For the records below, tally every line that has the word "face" and reply with the number alone.

(Stored items)
------------------------------------------------

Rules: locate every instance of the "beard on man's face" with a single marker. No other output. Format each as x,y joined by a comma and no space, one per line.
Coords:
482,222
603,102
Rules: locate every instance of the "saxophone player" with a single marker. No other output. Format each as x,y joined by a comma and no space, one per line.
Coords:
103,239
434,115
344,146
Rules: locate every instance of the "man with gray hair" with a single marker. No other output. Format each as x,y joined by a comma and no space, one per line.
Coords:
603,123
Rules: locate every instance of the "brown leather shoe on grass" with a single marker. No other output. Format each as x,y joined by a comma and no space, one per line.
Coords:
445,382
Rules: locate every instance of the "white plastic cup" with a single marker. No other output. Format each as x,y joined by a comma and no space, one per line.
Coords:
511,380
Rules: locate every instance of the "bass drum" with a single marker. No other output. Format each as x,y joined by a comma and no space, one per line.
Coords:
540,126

------------------------------------------------

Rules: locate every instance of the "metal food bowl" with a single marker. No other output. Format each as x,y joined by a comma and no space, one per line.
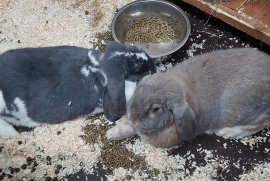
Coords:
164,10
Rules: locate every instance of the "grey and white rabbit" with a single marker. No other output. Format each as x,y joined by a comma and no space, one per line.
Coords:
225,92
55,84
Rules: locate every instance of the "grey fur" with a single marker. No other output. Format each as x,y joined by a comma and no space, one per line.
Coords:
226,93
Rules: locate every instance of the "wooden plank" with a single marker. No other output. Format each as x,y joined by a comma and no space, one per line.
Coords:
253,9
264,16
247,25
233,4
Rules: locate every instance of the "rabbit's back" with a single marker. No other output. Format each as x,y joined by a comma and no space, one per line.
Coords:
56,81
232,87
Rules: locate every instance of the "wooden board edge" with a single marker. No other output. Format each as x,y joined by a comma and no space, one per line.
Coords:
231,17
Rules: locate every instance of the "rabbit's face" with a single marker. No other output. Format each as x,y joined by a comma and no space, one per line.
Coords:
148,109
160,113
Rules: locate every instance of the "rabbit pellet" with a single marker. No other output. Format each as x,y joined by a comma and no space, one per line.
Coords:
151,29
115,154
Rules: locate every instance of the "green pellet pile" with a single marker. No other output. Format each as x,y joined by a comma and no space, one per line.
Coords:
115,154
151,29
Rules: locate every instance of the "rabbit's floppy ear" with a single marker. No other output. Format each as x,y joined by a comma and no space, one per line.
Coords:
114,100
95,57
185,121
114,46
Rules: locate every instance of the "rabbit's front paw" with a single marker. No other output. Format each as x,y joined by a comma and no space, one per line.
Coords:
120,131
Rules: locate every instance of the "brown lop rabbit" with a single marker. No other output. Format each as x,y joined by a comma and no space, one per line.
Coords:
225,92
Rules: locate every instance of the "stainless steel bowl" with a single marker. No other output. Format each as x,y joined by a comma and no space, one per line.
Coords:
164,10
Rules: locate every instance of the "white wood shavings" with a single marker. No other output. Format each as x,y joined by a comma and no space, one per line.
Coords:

------------------------------------------------

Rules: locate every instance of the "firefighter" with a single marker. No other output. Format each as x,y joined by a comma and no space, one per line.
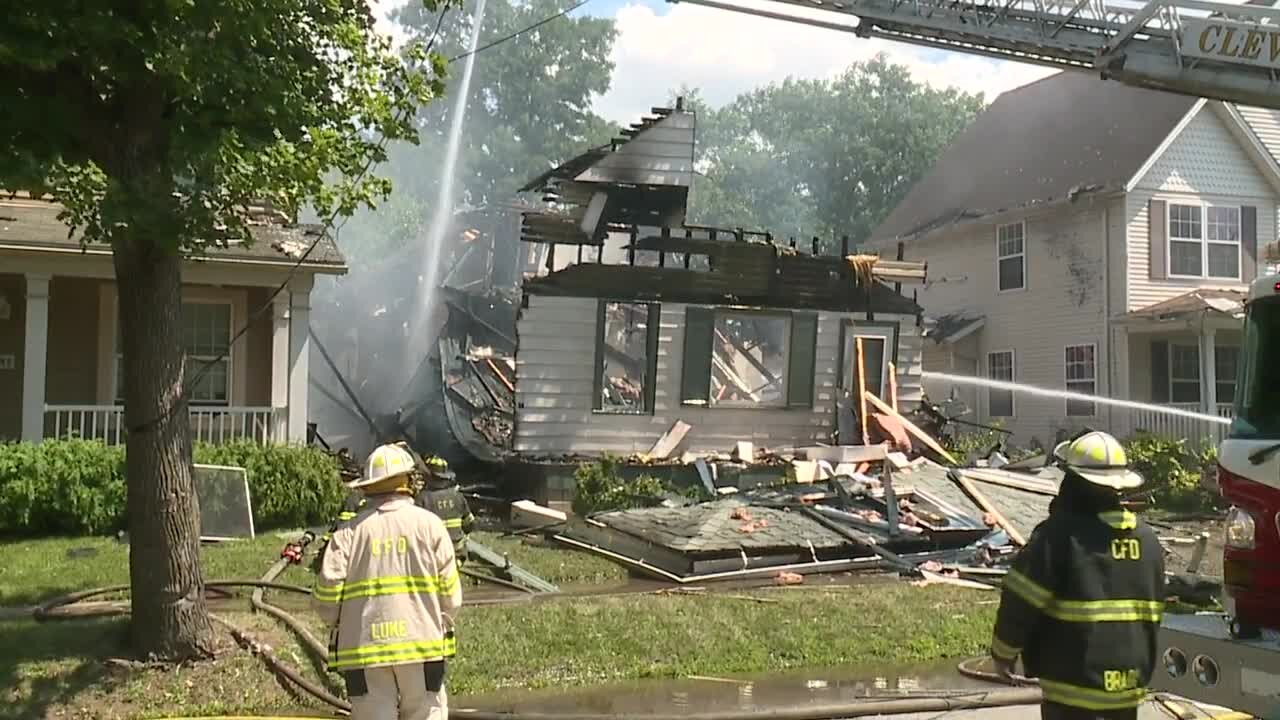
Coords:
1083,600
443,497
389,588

------------------------------------------------

## [Exercise solution]
2